Exercise instructions:
1. Name the four congressional leaders listed in the debt ceiling article.
2. According to the debt ceiling article, when and where was the meeting scheduled to take place?
3. Write out everything in the debt ceiling article from "President Biden on" down to "the Democratic-controlled Senate.".

Text for analysis section start

President Biden on Tuesday was set to meet with Congress’ leaders—Senate Majority Leader Chuck Schumer (D-NY), House Speaker Kevin McCarthy (R-CA), Senate Minority Leader Mitch McConnell (R-KY), and House Minority Leader Hakeem Jeffries (D-NY)—amid a political stalemate over talks to raise the debt ceiling and avoid default.
The meeting was scheduled for 4pm ET in the Oval Office. It would be the first face-to-face debt meeting at the White House since Biden and McCarthy initially met in February.
House Republicans have proposed legislation that ties a short-term debt ceiling hike to decade-long spending cuts.
The bill, which passed in the House along partisan lines, includes cuts to veterans’ benefits and work requirements for Medicaid recipients. Schumer has declared it dead on arrival in the Democratic-controlled Senate.
McConnell, who insisted in January that “America must never default on its debt. It never has, and it never will,” has also signaled that he won’t rescue Democrats in the negotiations, having reportedly told the President in private that it was up to Biden and McCarthy to come to an agreement.
“The White House and the speaker’s teams need to sit down now and settle it,” McConnell has also publicly said.

Text for analysis section end
Provided material section start

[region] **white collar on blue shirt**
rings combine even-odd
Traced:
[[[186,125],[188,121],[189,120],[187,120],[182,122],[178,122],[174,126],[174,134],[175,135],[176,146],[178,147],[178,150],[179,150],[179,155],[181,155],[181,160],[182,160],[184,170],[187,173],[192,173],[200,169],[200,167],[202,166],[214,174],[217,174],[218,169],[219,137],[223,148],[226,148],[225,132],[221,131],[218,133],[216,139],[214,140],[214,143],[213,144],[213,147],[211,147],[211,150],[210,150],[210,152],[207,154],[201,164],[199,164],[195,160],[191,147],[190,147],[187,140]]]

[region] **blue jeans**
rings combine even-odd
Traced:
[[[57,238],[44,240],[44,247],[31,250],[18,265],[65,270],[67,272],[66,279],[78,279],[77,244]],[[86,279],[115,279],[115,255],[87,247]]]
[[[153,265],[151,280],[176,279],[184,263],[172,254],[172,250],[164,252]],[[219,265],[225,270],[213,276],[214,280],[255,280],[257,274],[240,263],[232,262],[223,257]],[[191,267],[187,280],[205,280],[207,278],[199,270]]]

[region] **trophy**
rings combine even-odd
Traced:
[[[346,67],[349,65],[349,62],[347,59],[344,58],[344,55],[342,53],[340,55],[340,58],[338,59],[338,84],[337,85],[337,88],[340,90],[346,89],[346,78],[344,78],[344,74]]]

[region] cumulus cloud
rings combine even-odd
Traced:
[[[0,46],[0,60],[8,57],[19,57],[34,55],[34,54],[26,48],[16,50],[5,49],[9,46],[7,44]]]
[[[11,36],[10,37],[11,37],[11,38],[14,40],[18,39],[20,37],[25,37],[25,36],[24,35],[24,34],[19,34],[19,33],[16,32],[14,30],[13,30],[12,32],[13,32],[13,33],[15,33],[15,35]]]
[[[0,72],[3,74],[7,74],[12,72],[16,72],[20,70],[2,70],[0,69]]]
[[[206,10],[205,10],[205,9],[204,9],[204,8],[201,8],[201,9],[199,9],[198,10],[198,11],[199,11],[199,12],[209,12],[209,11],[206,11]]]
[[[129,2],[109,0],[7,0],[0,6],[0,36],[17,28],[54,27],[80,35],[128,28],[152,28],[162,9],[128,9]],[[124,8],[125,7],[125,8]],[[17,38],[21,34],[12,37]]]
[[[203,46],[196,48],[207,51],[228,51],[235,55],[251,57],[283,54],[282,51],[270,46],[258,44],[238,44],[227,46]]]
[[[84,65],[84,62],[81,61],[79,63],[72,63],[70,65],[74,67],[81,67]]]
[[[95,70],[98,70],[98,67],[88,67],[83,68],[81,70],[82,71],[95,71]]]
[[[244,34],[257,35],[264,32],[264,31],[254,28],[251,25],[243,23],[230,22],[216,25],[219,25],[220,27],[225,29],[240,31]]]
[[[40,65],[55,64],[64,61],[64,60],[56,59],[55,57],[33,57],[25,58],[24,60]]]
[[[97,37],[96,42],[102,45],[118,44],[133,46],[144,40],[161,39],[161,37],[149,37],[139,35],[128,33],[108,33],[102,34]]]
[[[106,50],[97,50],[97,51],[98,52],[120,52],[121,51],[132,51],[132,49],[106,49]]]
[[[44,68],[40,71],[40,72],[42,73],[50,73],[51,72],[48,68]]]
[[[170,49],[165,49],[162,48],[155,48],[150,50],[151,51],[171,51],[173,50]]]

Provided material section end

Task results:
1. Chuck Schumer, Kevin McCarthy, Mitch McConnell, Hakeem Jeffries

2. At 4pm ET in the Oval Office.

3.
President Biden on Tuesday was set to meet with Congress’ leaders—Senate Majority Leader Chuck Schumer (D-NY), House Speaker Kevin McCarthy (R-CA), Senate Minority Leader Mitch McConnell (R-KY), and House Minority Leader Hakeem Jeffries (D-NY)—amid a political stalemate over talks to raise the debt ceiling and avoid default.
The meeting was scheduled for 4pm ET in the Oval Office. It would be the first face-to-face debt meeting at the White House since Biden and McCarthy initially met in February.
House Republicans have proposed legislation that ties a short-term debt ceiling hike to decade-long spending cuts.
The bill, which passed in the House along partisan lines, includes cuts to veterans’ benefits and work requirements for Medicaid recipients. Schumer has declared it dead on arrival in the Democratic-controlled Senate.